THE REQUEST:
Locate every line in the records below that contains the word "hand", and copy each of those lines.
== PROVIDED DATA
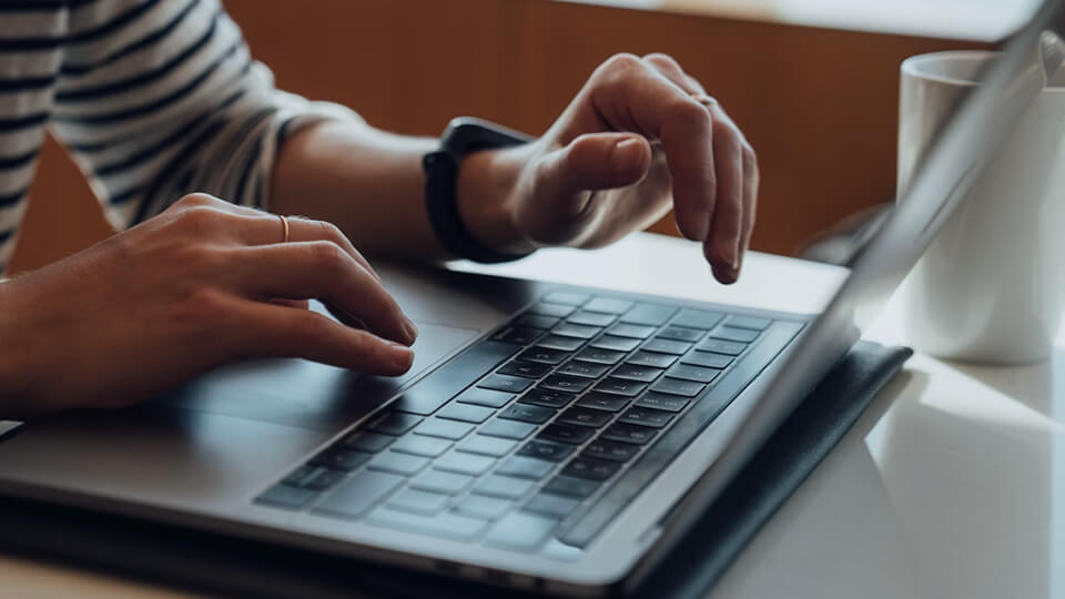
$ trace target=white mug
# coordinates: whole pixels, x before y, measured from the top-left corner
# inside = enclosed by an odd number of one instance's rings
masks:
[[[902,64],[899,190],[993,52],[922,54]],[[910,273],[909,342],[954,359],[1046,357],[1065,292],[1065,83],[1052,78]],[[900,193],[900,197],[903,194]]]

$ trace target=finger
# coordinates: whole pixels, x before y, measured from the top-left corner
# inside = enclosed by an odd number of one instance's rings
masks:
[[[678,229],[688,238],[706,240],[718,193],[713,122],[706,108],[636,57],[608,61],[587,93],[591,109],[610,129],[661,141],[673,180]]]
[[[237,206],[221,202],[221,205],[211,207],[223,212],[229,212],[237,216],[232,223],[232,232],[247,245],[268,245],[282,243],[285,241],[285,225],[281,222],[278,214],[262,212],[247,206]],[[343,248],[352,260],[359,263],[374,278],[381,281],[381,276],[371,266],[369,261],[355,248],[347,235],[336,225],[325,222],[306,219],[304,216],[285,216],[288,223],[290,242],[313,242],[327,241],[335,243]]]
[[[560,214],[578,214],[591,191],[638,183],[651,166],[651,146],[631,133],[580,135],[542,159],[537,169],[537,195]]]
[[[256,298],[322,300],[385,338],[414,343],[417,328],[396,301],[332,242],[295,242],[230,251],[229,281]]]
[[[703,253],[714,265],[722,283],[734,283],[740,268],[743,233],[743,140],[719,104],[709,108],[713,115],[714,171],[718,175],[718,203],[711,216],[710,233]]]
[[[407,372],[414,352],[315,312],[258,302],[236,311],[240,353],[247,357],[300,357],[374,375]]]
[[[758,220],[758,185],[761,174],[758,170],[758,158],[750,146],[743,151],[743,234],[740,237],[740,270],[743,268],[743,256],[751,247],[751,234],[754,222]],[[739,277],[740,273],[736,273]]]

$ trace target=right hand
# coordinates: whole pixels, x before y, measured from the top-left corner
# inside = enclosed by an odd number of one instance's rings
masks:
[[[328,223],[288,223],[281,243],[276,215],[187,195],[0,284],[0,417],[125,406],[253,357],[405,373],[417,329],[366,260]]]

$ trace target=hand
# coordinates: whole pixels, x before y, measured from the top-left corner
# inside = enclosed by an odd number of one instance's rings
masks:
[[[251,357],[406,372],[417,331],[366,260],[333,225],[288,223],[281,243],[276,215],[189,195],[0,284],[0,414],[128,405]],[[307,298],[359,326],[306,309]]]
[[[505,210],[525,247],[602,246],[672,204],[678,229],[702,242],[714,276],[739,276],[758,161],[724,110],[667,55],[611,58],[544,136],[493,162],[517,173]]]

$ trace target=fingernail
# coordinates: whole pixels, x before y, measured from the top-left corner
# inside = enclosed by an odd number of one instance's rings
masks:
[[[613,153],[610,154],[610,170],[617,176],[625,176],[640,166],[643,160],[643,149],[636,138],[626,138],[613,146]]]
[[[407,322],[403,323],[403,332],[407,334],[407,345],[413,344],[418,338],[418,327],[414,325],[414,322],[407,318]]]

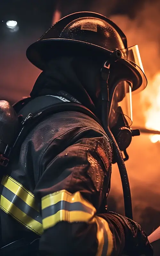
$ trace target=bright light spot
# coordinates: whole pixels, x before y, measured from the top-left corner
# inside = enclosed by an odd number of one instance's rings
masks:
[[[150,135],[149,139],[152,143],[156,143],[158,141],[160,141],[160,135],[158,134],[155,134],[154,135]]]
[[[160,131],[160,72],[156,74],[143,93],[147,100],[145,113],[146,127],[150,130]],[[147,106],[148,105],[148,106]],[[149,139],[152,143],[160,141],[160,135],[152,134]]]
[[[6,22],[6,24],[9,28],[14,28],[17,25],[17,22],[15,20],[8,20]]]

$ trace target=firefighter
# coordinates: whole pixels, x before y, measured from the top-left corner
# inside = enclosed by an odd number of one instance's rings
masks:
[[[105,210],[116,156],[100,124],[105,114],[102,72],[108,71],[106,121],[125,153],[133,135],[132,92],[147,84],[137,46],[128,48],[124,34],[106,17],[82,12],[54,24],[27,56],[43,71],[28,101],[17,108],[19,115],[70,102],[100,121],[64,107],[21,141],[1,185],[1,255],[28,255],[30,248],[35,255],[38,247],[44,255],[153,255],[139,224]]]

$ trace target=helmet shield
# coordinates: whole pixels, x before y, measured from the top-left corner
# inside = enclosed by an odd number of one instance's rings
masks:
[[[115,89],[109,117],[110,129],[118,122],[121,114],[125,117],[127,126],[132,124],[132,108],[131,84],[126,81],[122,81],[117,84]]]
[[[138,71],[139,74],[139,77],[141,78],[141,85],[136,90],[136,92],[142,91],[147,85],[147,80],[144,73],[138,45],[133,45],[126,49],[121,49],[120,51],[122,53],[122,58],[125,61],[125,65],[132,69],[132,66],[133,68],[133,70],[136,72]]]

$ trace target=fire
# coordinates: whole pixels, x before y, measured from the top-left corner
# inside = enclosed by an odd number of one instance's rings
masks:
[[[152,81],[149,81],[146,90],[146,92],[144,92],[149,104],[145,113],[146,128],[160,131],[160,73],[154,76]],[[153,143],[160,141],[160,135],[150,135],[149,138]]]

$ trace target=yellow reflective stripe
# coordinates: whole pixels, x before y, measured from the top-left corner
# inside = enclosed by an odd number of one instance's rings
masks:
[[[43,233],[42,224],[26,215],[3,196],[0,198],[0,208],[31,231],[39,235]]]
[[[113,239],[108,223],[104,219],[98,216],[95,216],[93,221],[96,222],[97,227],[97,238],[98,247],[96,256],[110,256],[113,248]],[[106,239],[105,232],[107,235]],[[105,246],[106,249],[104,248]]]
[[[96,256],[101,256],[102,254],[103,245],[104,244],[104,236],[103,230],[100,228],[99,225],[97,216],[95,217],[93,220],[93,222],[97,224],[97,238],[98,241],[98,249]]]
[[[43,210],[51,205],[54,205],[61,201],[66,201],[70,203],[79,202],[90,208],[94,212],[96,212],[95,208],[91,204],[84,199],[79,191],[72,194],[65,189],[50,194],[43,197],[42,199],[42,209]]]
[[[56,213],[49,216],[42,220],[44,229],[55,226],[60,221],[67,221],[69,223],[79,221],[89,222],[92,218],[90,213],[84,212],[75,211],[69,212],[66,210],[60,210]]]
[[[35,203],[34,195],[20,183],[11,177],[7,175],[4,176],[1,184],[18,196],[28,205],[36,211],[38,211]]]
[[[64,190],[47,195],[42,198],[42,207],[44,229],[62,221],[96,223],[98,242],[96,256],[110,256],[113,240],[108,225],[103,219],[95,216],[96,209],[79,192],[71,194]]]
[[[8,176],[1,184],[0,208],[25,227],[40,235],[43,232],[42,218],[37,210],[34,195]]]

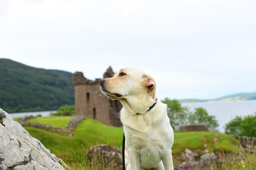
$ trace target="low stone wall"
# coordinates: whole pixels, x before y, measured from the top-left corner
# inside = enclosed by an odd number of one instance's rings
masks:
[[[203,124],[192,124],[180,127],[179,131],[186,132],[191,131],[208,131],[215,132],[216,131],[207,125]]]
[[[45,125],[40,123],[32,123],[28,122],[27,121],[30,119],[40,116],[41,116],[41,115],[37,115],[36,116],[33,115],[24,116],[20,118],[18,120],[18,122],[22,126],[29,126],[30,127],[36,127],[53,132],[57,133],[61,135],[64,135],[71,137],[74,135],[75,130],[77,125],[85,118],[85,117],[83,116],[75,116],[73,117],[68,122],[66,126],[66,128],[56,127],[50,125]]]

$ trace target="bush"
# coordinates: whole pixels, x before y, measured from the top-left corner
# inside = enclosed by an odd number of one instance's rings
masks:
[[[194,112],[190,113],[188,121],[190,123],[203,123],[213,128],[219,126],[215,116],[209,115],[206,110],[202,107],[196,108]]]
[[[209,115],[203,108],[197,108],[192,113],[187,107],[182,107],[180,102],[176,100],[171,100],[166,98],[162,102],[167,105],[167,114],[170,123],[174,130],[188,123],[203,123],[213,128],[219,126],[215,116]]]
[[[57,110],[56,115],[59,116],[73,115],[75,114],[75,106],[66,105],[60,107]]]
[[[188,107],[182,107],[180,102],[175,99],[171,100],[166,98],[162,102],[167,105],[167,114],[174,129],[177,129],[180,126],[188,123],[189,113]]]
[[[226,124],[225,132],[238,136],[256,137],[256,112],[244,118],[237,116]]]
====
== PROVIDED DATA
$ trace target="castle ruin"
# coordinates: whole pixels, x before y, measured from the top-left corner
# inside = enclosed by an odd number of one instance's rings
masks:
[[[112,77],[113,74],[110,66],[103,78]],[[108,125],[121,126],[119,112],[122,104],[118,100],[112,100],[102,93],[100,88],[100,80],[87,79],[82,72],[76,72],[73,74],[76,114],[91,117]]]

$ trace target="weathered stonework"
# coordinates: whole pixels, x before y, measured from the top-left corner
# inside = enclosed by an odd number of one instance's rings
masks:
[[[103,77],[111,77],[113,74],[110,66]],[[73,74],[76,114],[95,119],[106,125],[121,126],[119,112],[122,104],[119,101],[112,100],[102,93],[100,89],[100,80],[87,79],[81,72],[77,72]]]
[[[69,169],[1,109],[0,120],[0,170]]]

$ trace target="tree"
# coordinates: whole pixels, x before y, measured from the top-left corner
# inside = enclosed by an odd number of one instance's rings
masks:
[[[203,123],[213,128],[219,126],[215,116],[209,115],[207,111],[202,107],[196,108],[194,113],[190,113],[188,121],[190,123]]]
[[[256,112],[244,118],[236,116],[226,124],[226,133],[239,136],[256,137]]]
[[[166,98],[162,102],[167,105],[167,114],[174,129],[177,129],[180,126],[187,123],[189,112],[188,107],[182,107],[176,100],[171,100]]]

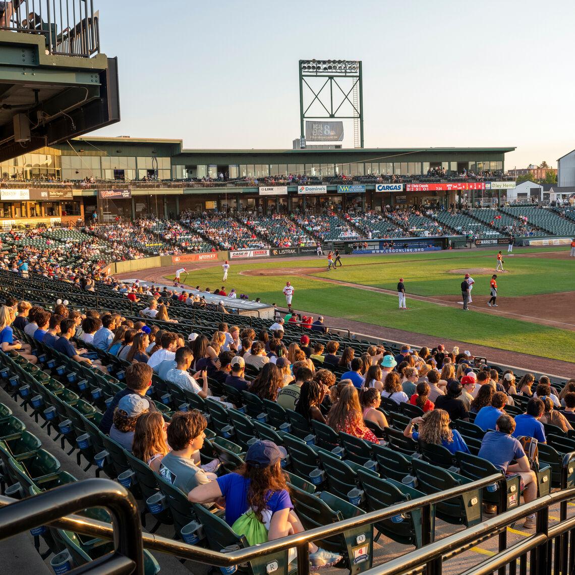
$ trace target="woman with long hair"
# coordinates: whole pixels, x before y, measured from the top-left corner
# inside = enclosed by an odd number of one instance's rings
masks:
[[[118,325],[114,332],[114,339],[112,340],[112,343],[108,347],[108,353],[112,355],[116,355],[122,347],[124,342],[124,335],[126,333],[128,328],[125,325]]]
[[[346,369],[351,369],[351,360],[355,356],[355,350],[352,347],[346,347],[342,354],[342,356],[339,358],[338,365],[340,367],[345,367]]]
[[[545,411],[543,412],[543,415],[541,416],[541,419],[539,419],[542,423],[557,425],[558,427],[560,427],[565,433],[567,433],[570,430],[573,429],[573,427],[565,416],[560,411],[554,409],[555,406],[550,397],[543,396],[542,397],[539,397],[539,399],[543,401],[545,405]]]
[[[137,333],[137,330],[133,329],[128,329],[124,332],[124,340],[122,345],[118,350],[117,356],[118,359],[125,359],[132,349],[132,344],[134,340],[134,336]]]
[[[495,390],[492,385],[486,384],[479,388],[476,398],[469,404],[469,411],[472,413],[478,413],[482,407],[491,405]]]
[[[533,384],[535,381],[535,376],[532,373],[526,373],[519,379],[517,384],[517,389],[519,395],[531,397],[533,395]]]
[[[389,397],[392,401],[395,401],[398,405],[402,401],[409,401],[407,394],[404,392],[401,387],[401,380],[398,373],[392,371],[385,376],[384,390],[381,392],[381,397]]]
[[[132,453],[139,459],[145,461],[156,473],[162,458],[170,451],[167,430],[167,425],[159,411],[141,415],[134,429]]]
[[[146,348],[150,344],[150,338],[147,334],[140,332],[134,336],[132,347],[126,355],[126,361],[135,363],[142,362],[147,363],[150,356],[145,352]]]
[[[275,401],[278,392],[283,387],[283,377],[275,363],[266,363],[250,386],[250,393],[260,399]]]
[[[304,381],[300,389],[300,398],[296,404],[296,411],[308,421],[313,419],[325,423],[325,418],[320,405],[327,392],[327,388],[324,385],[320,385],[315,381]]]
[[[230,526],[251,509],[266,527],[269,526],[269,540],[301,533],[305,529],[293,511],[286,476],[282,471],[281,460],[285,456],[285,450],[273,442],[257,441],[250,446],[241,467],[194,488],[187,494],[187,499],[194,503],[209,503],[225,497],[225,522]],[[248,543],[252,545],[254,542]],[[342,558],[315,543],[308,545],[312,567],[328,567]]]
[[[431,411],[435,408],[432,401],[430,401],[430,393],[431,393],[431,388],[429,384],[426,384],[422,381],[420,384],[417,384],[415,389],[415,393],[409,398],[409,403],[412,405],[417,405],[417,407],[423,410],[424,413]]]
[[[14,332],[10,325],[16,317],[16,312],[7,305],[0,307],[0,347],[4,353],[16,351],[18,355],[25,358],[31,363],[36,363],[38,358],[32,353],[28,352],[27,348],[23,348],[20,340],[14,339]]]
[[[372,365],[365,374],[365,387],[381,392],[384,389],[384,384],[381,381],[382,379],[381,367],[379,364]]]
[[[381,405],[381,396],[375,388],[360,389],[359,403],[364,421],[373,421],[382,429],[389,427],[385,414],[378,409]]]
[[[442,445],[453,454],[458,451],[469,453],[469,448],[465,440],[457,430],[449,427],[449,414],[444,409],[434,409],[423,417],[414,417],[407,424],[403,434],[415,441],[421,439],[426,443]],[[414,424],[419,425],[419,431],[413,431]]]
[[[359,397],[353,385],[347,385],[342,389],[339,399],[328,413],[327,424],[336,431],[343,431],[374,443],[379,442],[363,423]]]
====
== PROVIDED DATA
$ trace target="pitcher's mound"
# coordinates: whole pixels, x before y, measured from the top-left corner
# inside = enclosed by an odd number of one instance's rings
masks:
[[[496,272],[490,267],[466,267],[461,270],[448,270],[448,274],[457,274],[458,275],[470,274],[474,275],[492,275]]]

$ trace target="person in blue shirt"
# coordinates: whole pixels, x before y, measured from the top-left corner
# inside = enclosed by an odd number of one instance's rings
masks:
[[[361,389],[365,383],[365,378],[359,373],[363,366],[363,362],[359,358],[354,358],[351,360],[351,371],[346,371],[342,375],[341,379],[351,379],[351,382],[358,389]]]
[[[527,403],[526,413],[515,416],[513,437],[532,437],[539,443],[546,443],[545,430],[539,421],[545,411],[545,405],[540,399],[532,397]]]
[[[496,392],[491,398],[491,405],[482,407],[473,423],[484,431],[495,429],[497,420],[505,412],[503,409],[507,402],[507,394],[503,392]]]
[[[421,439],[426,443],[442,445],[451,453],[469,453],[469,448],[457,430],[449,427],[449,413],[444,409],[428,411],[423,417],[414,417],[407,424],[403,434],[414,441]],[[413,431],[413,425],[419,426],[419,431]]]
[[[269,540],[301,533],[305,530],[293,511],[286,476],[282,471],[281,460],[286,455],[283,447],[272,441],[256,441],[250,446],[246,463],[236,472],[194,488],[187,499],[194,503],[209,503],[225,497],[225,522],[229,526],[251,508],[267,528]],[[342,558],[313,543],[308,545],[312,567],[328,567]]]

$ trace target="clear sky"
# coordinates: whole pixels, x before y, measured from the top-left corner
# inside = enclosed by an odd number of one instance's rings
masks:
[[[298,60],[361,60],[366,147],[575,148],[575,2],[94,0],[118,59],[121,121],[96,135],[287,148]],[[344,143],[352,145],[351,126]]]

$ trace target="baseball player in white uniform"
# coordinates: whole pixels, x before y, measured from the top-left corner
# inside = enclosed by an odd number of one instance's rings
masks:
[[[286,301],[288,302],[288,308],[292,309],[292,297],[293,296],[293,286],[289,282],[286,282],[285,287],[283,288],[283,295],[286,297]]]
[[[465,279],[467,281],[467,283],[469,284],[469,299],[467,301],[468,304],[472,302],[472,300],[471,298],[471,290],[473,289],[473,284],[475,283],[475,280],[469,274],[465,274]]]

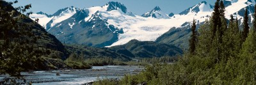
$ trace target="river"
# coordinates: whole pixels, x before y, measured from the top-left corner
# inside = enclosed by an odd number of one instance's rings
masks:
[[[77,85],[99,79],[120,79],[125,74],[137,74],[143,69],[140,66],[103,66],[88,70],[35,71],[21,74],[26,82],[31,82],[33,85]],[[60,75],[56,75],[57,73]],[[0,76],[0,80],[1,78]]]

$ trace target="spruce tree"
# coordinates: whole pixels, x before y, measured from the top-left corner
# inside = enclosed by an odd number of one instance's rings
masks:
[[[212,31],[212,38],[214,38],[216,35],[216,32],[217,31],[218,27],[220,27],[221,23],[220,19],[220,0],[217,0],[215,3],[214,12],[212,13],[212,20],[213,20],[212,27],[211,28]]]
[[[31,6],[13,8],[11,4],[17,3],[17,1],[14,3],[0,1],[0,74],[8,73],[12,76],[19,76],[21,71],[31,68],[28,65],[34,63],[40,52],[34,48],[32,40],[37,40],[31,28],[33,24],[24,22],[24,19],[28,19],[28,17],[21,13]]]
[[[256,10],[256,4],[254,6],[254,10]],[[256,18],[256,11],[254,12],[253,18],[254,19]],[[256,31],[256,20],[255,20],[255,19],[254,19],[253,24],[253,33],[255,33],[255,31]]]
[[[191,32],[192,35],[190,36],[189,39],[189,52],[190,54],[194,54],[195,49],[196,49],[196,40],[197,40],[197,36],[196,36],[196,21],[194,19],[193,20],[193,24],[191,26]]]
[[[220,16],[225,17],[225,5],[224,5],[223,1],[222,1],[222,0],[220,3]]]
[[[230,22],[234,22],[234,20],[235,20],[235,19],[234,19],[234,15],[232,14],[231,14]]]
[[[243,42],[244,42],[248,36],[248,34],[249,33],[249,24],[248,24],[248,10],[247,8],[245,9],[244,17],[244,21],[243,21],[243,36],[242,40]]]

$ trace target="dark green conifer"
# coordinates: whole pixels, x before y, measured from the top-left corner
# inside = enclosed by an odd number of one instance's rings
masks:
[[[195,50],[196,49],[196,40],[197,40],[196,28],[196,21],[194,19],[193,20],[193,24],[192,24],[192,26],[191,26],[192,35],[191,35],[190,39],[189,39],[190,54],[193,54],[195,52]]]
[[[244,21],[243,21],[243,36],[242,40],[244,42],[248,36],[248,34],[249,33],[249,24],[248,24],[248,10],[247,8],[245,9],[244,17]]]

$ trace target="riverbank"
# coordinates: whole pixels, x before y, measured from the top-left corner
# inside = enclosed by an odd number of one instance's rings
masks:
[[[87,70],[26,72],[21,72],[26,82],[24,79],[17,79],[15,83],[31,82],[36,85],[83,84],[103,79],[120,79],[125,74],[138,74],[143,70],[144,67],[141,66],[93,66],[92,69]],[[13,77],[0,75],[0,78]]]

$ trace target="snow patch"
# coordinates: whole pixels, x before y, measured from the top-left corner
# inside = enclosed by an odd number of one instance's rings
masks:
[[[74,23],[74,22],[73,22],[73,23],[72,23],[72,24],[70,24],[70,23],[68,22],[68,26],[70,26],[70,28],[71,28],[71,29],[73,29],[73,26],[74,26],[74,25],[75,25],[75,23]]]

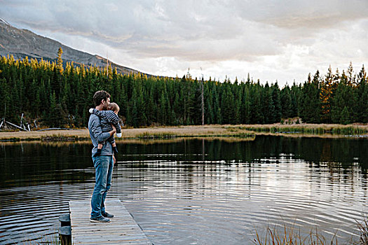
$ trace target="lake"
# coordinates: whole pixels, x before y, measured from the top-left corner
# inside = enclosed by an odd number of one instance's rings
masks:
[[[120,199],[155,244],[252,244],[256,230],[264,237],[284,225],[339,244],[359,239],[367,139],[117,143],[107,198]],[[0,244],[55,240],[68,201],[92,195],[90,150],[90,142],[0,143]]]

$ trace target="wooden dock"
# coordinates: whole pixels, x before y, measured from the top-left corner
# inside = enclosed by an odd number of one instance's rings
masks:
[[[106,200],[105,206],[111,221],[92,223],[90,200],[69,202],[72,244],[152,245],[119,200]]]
====
TASK SOLUTION:
$ trace target=right hand
$ trace target=hand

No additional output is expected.